EXERCISE BRIEF
Quote the stretch of the PHP variable scope thread that opens with "even though my" and closes with "function x()".

TEXT SHOWN

** Start **

Notice: Undefined variable: var1 in C:\xampp\htdocs\Series\DieOrExit.php on line 7

even though my syntax is correct, $var1 is a global variable, and I'm calling $var1 within my function. I tried to turn off notices by going to php.ini and setting my error_reporting = E_ALL & ~E_NOTICE and restarting Apache but nothing happens. Does anyone have any advice on how to fix this problem? Thanks!

Here is my script:

<?php

$var1 = "hello";

function x()
{
    echo $var1;
}

x();
?>
share|improve this question

1 Answer 1

That happends, because variable inside your x() function has only local scope.

See Variable scope at php.net.

There is an almost identical example:

<?php 

$a = 1; /* global scope */ 

function test()

** End **

[Portion of a data file]
** Start **

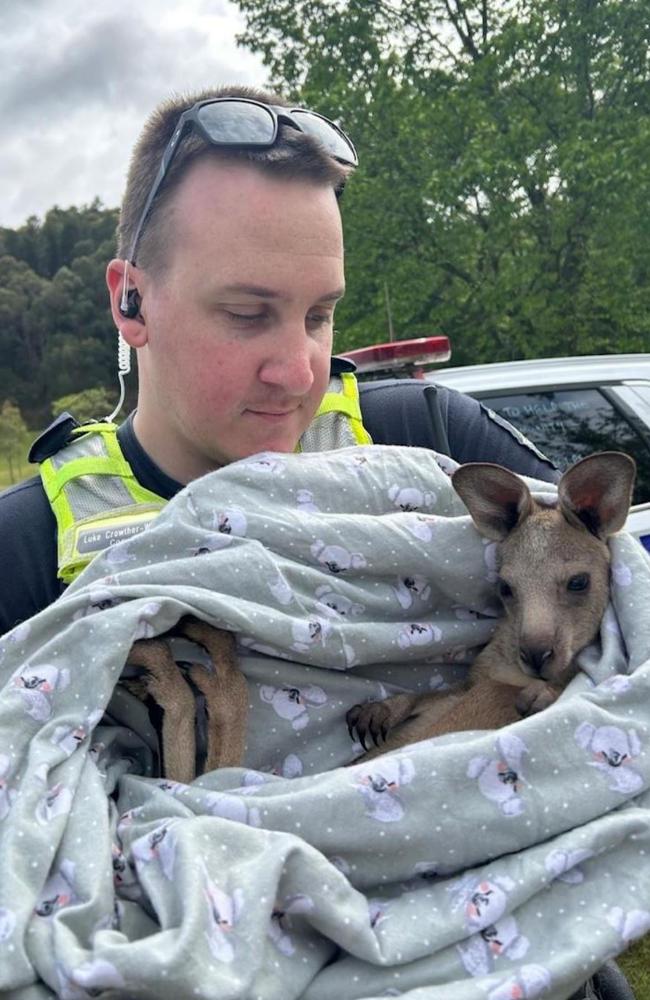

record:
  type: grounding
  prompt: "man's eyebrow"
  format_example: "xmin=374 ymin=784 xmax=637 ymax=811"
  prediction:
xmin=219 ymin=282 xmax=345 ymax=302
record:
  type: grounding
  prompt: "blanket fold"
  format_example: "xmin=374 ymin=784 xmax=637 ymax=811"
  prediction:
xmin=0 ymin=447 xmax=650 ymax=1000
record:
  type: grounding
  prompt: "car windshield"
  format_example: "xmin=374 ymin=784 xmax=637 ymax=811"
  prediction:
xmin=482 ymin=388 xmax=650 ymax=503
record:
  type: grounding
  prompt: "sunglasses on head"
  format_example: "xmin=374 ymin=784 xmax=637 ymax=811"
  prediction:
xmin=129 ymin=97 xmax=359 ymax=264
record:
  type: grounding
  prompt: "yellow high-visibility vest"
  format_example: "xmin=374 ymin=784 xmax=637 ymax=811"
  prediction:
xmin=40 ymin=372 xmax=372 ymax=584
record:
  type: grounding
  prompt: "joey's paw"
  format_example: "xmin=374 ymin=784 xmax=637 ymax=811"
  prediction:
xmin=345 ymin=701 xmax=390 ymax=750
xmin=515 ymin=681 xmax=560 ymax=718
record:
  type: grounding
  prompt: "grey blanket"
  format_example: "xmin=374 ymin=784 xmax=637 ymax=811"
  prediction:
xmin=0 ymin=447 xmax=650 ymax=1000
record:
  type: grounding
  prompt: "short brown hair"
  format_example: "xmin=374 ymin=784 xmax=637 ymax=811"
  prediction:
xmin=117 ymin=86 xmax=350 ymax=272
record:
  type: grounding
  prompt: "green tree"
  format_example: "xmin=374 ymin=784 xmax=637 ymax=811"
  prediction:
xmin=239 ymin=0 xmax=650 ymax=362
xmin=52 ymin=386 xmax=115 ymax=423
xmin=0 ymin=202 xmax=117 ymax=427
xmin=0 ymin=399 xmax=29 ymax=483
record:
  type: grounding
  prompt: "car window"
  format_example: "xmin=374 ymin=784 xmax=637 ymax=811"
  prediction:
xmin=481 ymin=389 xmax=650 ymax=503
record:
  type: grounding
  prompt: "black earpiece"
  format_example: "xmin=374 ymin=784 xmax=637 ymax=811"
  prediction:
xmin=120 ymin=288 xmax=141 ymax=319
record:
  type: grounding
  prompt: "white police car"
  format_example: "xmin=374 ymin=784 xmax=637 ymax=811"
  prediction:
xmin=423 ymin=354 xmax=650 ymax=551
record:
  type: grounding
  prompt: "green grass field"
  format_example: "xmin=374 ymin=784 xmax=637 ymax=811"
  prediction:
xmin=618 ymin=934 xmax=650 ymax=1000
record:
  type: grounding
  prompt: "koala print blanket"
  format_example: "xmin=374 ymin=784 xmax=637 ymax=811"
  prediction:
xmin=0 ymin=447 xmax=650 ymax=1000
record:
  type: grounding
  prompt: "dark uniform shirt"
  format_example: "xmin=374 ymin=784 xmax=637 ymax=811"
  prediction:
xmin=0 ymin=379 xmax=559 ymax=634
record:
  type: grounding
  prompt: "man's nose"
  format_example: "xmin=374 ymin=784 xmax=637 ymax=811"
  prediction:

** End **

RESPONSE BELOW
even though my syntax is correct, $var1 is a global variable, and I'm calling $var1 within my function. I tried to turn off notices by going to php.ini and setting my error_reporting = E_ALL & ~E_NOTICE and restarting Apache but nothing happens. Does anyone have any advice on how to fix this problem? Thanks!

Here is my script:

<?php

$var1 = "hello";

function x()